WHAT TO PRODUCE: In the entries below, set down the stretch from the line containing "of the faucet" through the line containing "Query: faucet spout" without any changes, and nothing else.

::::

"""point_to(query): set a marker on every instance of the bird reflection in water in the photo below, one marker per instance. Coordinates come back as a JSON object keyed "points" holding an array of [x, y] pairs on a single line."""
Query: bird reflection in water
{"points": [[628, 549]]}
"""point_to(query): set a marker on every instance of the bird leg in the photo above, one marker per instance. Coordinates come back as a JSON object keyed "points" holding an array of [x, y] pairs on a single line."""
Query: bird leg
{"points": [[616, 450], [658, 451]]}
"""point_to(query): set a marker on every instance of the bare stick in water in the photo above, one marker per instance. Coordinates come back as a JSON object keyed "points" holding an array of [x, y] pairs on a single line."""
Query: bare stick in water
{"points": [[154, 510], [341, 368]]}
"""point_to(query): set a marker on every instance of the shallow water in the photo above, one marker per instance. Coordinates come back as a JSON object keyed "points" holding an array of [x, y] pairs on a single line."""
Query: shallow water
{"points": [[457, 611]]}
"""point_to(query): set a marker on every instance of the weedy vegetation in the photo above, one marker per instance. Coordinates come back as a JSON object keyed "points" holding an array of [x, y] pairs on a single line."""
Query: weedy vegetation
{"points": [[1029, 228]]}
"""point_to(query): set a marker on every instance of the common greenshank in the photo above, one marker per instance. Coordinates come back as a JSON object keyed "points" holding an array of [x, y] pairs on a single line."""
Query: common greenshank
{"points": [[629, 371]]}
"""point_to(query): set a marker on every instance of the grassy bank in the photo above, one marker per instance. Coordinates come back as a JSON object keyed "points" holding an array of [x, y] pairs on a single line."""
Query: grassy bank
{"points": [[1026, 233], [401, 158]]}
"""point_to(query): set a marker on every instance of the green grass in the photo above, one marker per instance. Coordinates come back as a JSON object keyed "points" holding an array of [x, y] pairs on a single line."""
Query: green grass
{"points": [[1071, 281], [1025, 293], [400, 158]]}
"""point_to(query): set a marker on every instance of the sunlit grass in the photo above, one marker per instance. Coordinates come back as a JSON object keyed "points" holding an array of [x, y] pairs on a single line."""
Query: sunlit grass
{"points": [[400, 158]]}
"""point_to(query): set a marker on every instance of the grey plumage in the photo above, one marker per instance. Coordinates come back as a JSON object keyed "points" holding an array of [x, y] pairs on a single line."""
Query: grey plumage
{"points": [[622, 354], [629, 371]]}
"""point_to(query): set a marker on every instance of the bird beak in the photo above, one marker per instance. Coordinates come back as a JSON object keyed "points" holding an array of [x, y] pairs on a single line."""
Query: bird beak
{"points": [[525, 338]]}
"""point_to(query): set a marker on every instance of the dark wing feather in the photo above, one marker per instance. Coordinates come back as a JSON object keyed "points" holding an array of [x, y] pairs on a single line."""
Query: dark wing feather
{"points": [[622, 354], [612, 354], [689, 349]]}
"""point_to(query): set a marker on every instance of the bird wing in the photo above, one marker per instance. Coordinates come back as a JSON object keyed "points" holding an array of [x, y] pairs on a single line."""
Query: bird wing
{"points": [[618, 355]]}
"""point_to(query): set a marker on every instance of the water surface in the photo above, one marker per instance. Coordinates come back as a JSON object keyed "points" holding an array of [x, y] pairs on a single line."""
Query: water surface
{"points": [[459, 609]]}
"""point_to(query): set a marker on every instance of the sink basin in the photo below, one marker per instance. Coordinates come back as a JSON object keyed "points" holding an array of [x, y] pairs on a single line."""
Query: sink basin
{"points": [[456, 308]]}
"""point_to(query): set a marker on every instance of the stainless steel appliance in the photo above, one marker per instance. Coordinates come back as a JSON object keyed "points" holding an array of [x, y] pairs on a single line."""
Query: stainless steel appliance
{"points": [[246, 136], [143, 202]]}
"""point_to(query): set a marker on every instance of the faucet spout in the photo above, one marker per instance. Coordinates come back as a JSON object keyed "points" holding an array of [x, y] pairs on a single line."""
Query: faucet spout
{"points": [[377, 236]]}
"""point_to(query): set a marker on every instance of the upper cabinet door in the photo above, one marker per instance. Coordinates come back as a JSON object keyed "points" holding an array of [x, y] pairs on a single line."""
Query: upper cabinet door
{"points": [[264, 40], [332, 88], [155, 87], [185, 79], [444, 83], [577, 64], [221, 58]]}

::::

SOLUTION TO THIS TASK:
"""point_to(query): set a marker on every instance of the faucet spout in the photo above, one marker per instance. Coordinates come back as a JSON object keyed "points" holding an array of [x, y] pairs on a single line."""
Query: faucet spout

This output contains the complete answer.